WRITTEN TASK -> Give the material once more, word for word, without any images.

DATA FOR THE TASK ->

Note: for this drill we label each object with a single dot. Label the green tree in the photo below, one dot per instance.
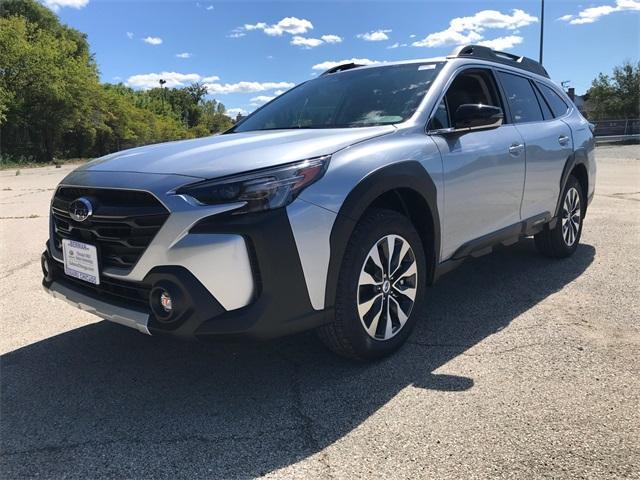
(50, 78)
(53, 105)
(616, 96)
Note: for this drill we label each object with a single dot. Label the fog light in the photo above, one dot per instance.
(165, 301)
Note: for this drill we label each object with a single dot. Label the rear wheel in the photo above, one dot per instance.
(562, 240)
(380, 287)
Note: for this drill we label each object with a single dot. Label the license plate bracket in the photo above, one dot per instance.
(81, 261)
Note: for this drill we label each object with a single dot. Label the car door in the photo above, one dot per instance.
(547, 139)
(483, 169)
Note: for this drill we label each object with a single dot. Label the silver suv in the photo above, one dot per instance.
(332, 207)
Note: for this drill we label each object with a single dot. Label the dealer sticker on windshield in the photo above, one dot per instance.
(81, 261)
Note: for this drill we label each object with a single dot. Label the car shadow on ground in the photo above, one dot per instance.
(103, 400)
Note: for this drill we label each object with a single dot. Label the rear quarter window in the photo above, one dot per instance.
(521, 98)
(556, 103)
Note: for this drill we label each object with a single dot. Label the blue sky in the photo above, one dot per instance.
(248, 51)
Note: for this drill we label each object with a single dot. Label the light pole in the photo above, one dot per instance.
(541, 30)
(162, 82)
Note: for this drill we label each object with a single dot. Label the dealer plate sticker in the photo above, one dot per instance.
(81, 261)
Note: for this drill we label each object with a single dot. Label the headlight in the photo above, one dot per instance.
(262, 189)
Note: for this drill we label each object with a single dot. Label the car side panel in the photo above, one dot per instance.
(584, 146)
(545, 160)
(348, 169)
(483, 184)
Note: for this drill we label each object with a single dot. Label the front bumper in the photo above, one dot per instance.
(279, 303)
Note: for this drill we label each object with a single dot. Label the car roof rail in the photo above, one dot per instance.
(485, 53)
(342, 68)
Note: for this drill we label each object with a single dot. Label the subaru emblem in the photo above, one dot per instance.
(80, 209)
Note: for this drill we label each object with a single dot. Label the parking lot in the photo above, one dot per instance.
(523, 367)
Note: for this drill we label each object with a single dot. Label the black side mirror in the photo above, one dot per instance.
(477, 116)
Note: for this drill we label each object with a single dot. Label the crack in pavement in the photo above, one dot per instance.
(621, 196)
(140, 441)
(23, 217)
(29, 191)
(307, 423)
(467, 354)
(12, 270)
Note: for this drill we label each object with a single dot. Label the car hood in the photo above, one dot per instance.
(227, 154)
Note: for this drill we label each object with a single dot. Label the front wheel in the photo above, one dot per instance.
(562, 240)
(380, 288)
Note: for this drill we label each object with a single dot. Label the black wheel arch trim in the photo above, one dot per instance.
(408, 174)
(579, 157)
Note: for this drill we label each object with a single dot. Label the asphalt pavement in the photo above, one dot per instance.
(523, 367)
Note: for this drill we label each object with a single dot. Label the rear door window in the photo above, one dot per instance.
(521, 98)
(557, 104)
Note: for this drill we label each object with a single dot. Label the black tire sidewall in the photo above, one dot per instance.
(572, 182)
(374, 226)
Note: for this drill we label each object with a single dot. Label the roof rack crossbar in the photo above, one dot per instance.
(342, 68)
(485, 53)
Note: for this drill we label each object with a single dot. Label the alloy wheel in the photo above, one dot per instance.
(387, 287)
(571, 217)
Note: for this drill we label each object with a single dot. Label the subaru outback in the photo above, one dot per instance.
(333, 207)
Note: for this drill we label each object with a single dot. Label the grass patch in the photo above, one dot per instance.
(10, 164)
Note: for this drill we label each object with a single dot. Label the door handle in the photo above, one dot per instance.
(515, 149)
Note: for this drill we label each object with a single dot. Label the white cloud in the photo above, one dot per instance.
(502, 43)
(290, 25)
(245, 87)
(306, 42)
(593, 14)
(471, 29)
(262, 99)
(448, 37)
(152, 40)
(233, 112)
(56, 5)
(331, 38)
(146, 81)
(374, 36)
(331, 63)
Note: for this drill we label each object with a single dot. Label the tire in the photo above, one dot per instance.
(362, 290)
(562, 240)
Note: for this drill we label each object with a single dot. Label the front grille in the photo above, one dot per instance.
(122, 225)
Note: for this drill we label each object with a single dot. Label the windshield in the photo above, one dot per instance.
(354, 98)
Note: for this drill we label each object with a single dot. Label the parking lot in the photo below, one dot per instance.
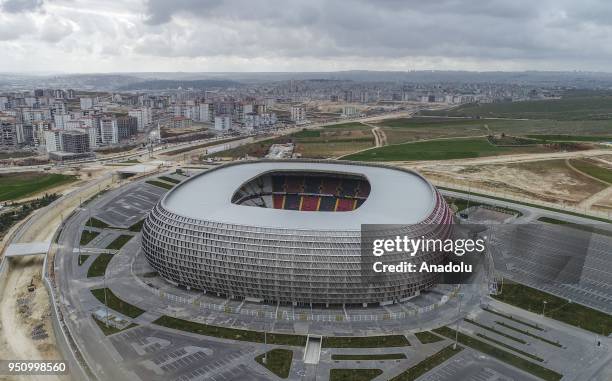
(131, 205)
(154, 354)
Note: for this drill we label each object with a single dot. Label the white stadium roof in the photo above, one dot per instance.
(397, 196)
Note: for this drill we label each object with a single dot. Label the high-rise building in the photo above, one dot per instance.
(241, 110)
(60, 121)
(181, 122)
(53, 140)
(8, 134)
(298, 114)
(207, 111)
(87, 103)
(109, 132)
(348, 96)
(143, 117)
(127, 126)
(75, 141)
(223, 122)
(348, 111)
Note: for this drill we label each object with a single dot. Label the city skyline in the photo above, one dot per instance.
(47, 36)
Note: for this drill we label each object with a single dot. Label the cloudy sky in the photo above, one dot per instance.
(313, 35)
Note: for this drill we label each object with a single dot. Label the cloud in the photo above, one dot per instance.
(54, 30)
(269, 35)
(19, 6)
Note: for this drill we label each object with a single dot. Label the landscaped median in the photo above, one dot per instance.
(277, 361)
(116, 304)
(427, 337)
(366, 357)
(109, 330)
(353, 374)
(119, 242)
(507, 357)
(160, 184)
(365, 341)
(428, 364)
(87, 236)
(230, 333)
(98, 266)
(280, 338)
(557, 308)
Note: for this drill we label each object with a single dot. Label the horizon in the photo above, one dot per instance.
(85, 36)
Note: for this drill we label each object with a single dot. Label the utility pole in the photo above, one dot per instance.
(105, 301)
(459, 296)
(266, 345)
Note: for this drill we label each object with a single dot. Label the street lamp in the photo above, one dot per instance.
(105, 302)
(459, 296)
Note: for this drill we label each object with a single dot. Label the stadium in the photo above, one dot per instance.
(289, 232)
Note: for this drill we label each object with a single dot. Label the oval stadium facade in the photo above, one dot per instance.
(290, 231)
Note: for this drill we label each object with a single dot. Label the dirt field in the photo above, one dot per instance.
(23, 313)
(549, 180)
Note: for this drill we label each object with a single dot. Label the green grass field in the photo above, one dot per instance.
(572, 138)
(428, 364)
(278, 361)
(116, 304)
(119, 242)
(110, 329)
(353, 374)
(169, 179)
(96, 223)
(500, 354)
(87, 236)
(384, 356)
(570, 107)
(19, 185)
(432, 150)
(427, 337)
(510, 317)
(502, 344)
(591, 169)
(98, 266)
(365, 341)
(498, 332)
(557, 308)
(230, 333)
(137, 226)
(527, 333)
(160, 184)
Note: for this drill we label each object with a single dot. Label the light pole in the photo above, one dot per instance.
(459, 296)
(105, 302)
(265, 344)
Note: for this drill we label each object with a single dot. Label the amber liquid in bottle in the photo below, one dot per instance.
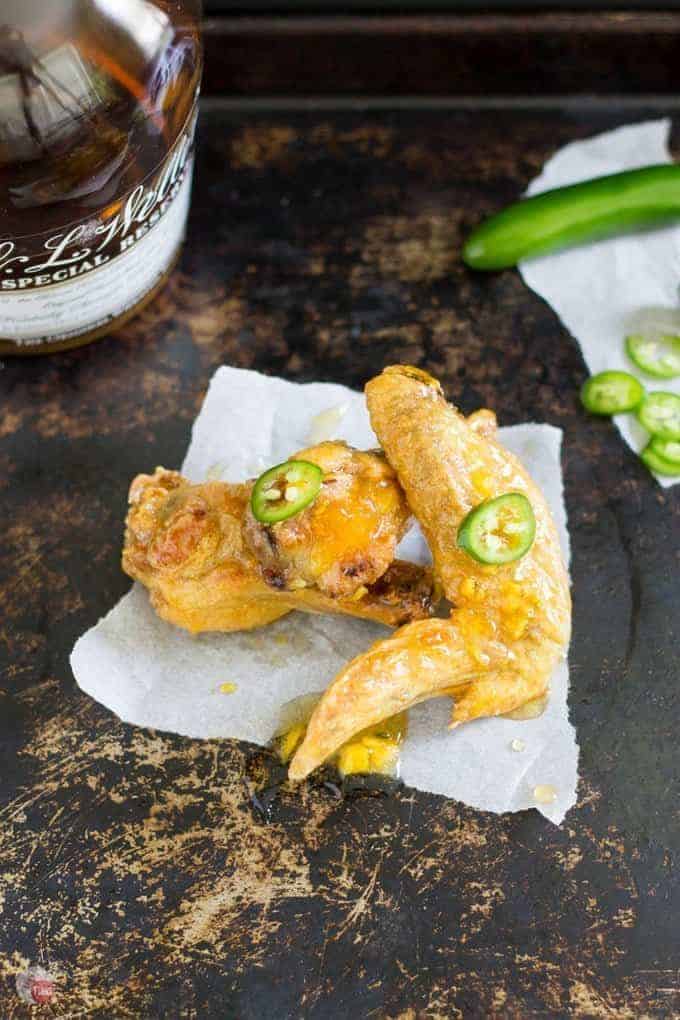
(97, 112)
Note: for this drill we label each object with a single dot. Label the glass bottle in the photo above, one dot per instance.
(98, 104)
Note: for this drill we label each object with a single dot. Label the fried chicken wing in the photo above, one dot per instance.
(187, 544)
(347, 538)
(510, 624)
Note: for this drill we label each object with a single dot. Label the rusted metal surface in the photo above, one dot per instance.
(532, 53)
(324, 246)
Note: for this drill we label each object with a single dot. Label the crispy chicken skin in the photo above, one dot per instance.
(510, 624)
(347, 538)
(186, 544)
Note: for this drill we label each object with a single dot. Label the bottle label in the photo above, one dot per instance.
(100, 268)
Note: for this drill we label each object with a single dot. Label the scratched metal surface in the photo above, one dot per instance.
(323, 246)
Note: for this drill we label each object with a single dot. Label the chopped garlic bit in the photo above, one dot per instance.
(544, 794)
(323, 425)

RESULT BELOW ->
Note: for this drill we label each object with a single dot. Label the green tree in the photo below, one dot per instance.
(50, 78)
(53, 105)
(616, 96)
Note: for this drill we label each object with a single dot. Label the fog light in the photo above, one dot per instance.
(165, 301)
Note: for this drill we label each object with a single dot. Label the rear wheel in the photo above, one dot per instance.
(562, 240)
(380, 287)
Note: for this drill we label each object with a single dot. Label the license plate bracket in the photo above, one dot per instance.
(81, 261)
Note: for this drill we label each object with a single dot. Label the car door in the photo above, one dot per instance.
(547, 139)
(483, 169)
Note: for this drill we label each object with a single dot. Label the silver suv in the photo above, one dot per instance.
(332, 207)
Note: for this drill we label each object with a single dot. Label the dealer sticker on windshield in the photo above, one dot per instance.
(81, 261)
Note: for this drill we label each object with a single dot. Label the car shadow on ground in the photo above, one dot per instance.
(103, 400)
Note: for this drill we label each object with a single dot. Label the rear quarter window in the photo above, one dot per instance.
(521, 98)
(556, 103)
Note: for this drill we label each object with a single dot. Label the blue sky in the photo above, one dot per instance.
(248, 51)
Note: for this drill we label each object with a single dot. Label the light pole in the photo above, one dot per instance.
(541, 30)
(162, 82)
Note: for this drill we label each object with a single dot. Label the dealer plate sticker in the photo above, one dot per instance.
(81, 261)
Note: for this drill we label each object with a single dot. Label the headlight in the photo above, one dot per instance.
(262, 189)
Note: for this drill we label each object with a single dot. Label the car side panel in the photo above, one dot per instance.
(584, 146)
(545, 160)
(348, 169)
(483, 184)
Note: for this drill we label each object with a single dot. Label the front bumper in the photo above, one dot per instance.
(279, 303)
Note: for this drill we label each object with a single dot. Label the car roof rail in the photo above, one dot per instance.
(485, 53)
(342, 68)
Note: for this drill we label each object with a single dot. Label the subaru emblem in the photo above, one dot per instance.
(80, 209)
Note: for this drill we label each object with a single dot. Label the parking lot in the photo above, one dot per instance.
(523, 367)
Note: for this drill we label each object with a single dot. Label the black side mirror in the photo above, one dot per instance.
(477, 116)
Note: for this drill we label each object with a single dot. Label the crack in pavement in the photo above, one dot per instance.
(621, 196)
(140, 441)
(23, 217)
(29, 191)
(307, 423)
(467, 354)
(12, 270)
Note: for this drill we label each object with a single dot. Label the car hood in the photo above, one dot per instance.
(227, 154)
Note: for this drill we label each object with a single dot. Label the front wheel in the photo above, one dot per instance.
(562, 240)
(380, 288)
Note: for this drill we label each object with a single dot. Label the black wheel arch trim in the photo above, one dot per instance.
(408, 174)
(579, 157)
Note: for this drill we label each object with a single dot. Label the asphalt pavement in the photo above, one dot per instance.
(523, 367)
Note: for this drill we label each object with a single dot. Label the rear door window in the photo above, one dot per instance.
(521, 98)
(557, 104)
Note: for this drill we label each object with a single dot. Label the black tire sidewall in the photo above, one dot per instance.
(572, 182)
(374, 226)
Note: for this drill we label each object with a single dot. Label the roof rack crossbar in the photo above, one dot per instance.
(342, 68)
(485, 53)
Note: for this drill we label each object with a single dot. Label the alloy wheel in the photo above, one dot per instance.
(387, 287)
(571, 217)
Note: for this drill we label each object with a single dot. Label the subaru outback in the photo above, one dot per instance.
(333, 207)
Note: for this drill we label each object with a single dot. Label the grass patch in the photo above, one dot per instance.
(10, 164)
Note: for this drill we label each object with a single dot. Label the door handle in the photo above, one dot per instance.
(515, 149)
Note: for this drill we label each object with a single dot. Label the white cloud in the photo above, one dot per instance.
(502, 43)
(290, 25)
(245, 87)
(306, 42)
(593, 14)
(471, 29)
(262, 99)
(448, 37)
(152, 40)
(233, 112)
(56, 5)
(331, 38)
(146, 81)
(374, 36)
(331, 63)
Note: for this drill we label each object with a single dot. Label the tire in the photo above, one dot per instance.
(362, 290)
(562, 240)
Note: for this drill we label each object with a single dot. Label the front grille in the photo above, one dot per instance.
(122, 225)
Note: for this drill we label each object with a single dot. Label the windshield in the photo above, one dot per instance.
(354, 98)
Note: for this drill we label each object with a single dot. Label the parking lot in the photo below, one dot per instance.
(131, 205)
(154, 354)
Note: for this drill we label each object with a single dot. Label the white stadium roof in the photo above, one dot per instance.
(397, 196)
Note: for this drill we label each object with a single dot. Label the high-rise building in the photo above, one dot per instance.
(241, 110)
(60, 121)
(181, 122)
(53, 140)
(8, 134)
(298, 114)
(207, 111)
(87, 103)
(109, 132)
(348, 96)
(143, 117)
(127, 126)
(75, 141)
(223, 122)
(348, 111)
Note: for this drill we label each object with a single dot. Label the city skyline in the photo above, one dot per instance.
(47, 36)
Note: for this drill we label each object with a single dot. Label the cloudy sky in the photo above, one dot per instance.
(313, 35)
Note: for this drill we label each object with a single dot. Label the cloud in the photo above, one dot per instance.
(54, 30)
(269, 35)
(19, 6)
Note: for this drill we label each object with a single dot. Label the landscaped median in the photo above, one dot per instance.
(277, 361)
(116, 304)
(427, 337)
(366, 357)
(109, 330)
(353, 374)
(119, 242)
(507, 357)
(160, 184)
(365, 341)
(428, 364)
(87, 236)
(230, 333)
(98, 266)
(280, 338)
(557, 308)
Note: for this drill we label each object with a single dot. Label the horizon in the photo above, one dot per instance.
(85, 36)
Note: for this drill we label each object with a single dot. Label the utility pole in the photo above, one dot per instance.
(105, 301)
(459, 296)
(266, 345)
Note: for this drill we label each object with a single dot. Label the street lamp in the photo above, one dot per instance.
(105, 302)
(459, 296)
Note: for this drill we label each object with a single dot. Label the stadium in the photo above, one dot per instance.
(289, 232)
Note: for this drill we label each object with a single dot. Label the oval stadium facade in the photo above, one dot per instance.
(290, 231)
Note: for this drill we label each object with a single dot. Label the dirt field in the photo above, one dot per instance.
(23, 313)
(549, 180)
Note: for this drill we label each object with a single dot. Label the green grass field in the photo above, one dot per instance.
(572, 138)
(428, 364)
(278, 361)
(116, 304)
(119, 242)
(110, 329)
(353, 374)
(169, 179)
(96, 223)
(500, 354)
(87, 236)
(384, 356)
(570, 107)
(19, 185)
(432, 150)
(427, 337)
(510, 317)
(502, 344)
(591, 169)
(98, 266)
(365, 341)
(498, 332)
(557, 308)
(230, 333)
(137, 226)
(527, 333)
(160, 184)
Note: for this drill we label each object with a single dot. Label the light pole in the photo above, one dot per instance.
(459, 296)
(105, 302)
(265, 344)
Note: for this drill we label each object with a single dot. Label the amber liquid in bottle in the photo below, one dot per instance.
(97, 112)
Note: for this drill we label each object with a single dot. Label the glass bottle in the photo above, one dot per instance.
(98, 104)
Note: for this drill we label each object with a single dot. Label the fried chicken wing in the photo above, one dot per instance.
(187, 544)
(347, 538)
(510, 624)
Note: for this drill we label each object with a single dot. Label the rusted metal surface in the photo above, one dot per instance.
(532, 53)
(324, 246)
Note: for this drill we label each object with a single dot. Label the crispy chicken skin in the photo above, one dot per instance.
(510, 624)
(347, 538)
(186, 544)
Note: for this drill we label each object with a single dot. Label the bottle label in the photo above, one dot per instance.
(100, 268)
Note: for this drill we label each object with a single dot. Label the scratched metal surface in the photo above, one dot per instance.
(323, 246)
Note: for this drill we label each object with a single dot. Label the chopped garlic bit in the photo above, one dot per instance.
(544, 794)
(323, 425)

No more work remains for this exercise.